Please copy every one of the lines below word for word, in the same order.

DATA SHOWN:
--------------------------------------------------
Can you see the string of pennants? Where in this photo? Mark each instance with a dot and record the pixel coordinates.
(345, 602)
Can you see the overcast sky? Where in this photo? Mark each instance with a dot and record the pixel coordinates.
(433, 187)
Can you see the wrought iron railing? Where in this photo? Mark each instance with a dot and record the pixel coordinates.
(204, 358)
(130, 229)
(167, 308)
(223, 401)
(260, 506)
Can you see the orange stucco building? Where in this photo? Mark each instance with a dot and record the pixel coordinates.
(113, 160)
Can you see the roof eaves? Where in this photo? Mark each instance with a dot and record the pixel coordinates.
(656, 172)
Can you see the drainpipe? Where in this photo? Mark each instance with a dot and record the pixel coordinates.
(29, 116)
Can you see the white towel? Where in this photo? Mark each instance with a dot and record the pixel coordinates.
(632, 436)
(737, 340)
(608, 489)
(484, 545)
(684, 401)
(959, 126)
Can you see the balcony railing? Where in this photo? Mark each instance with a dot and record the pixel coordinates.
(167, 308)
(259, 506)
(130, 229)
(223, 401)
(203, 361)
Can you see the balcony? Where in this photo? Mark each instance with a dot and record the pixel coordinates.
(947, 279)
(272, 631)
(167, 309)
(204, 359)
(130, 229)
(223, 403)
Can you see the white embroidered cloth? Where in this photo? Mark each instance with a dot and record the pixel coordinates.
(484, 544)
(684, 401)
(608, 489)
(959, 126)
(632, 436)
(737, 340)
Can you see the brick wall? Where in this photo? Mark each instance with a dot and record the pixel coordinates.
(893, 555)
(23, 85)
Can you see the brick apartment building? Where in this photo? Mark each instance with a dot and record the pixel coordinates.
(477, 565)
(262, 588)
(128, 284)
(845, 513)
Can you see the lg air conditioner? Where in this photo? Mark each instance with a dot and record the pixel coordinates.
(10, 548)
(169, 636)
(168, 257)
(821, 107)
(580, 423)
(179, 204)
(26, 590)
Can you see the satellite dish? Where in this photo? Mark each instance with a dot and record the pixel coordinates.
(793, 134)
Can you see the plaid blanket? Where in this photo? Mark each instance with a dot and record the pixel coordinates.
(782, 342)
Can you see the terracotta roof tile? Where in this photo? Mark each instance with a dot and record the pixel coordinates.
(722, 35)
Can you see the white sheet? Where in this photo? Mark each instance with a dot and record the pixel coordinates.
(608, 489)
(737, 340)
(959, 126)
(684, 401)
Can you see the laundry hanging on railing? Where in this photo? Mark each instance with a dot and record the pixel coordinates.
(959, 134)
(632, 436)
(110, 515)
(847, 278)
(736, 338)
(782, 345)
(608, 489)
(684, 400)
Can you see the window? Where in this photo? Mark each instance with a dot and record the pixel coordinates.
--------------------------------------------------
TASK RESULT:
Can you see the string of pennants? Where in this photo? Mark each instance with a dot and record the pixel coordinates.
(345, 602)
Can you see the overcast sky? Where in this photo? Mark each instance with a dot and record the pixel coordinates.
(433, 187)
Can you see the wrought iron railing? Where in this photo? Mark each instance with a dot and record the pixel coordinates.
(204, 358)
(130, 229)
(167, 308)
(223, 401)
(260, 506)
Can you see the orange stucco building? Where in this photo? Mark each instance with a dot and record the pixel coordinates.
(113, 160)
Can you see the roof eaves? Where in this photo? Mark each instance with a dot and record the pixel coordinates.
(656, 172)
Can you see the drainpipe? Where in this photo? Mark each instance with a dot and record the pixel coordinates.
(29, 116)
Can you see the white towel? Where in this photo? Mark each instance with a dot and record the pixel coordinates.
(632, 436)
(737, 340)
(608, 489)
(484, 545)
(684, 401)
(959, 126)
Can you see the balcony railing? Where in this photo? Mark each instance with a dot and record the pixel coordinates.
(167, 308)
(259, 506)
(130, 229)
(223, 401)
(203, 361)
Can you see the balcony? Where in this photo? Mark each instance with a dot and record the pixel coordinates.
(947, 279)
(272, 631)
(167, 309)
(204, 359)
(130, 229)
(223, 403)
Can you see the white embroidered cloth? Where in this photo? Mark each instance with a dot and record the pixel coordinates.
(484, 544)
(684, 401)
(608, 489)
(959, 126)
(632, 436)
(737, 340)
Can you see the brick wall? Where in this photo? Mark each instance with a dot and record the pixel coordinates.
(893, 555)
(23, 85)
Can you see the brick apartment building? Where in this photo? Mark each instance with a dot and record the pixel coordinates.
(477, 565)
(262, 588)
(128, 284)
(845, 513)
Can you see the lg air conditioner? Where in this photo? Mark each instance with a dot and record the pixel coordinates.
(10, 548)
(169, 636)
(168, 257)
(821, 107)
(580, 423)
(179, 204)
(26, 590)
Can you see the satellite dish? Where in this photo? Mark each instance with a dot and record the pixel coordinates.
(793, 134)
Can you see the plaid blanket? Where in this photo? Mark each instance with a dot and record the pixel coordinates.
(782, 342)
Can you see the terracotta roof tile? Where in this photo? Mark each instance with a dot and record the pixel coordinates.
(722, 35)
Can you see the white sheet? Where in this photo? Mark each instance with a dot and record the pixel coordinates.
(608, 489)
(737, 340)
(959, 126)
(684, 401)
Can you see the laundry hanging on railing? Where in this photo? Mark each instance with a dot and record the pixel coordinates.
(959, 134)
(632, 436)
(110, 515)
(847, 278)
(736, 338)
(782, 345)
(608, 489)
(684, 400)
Can you see the window? Where in this photo? Mark each instance with a dot and record the pixel coordinates.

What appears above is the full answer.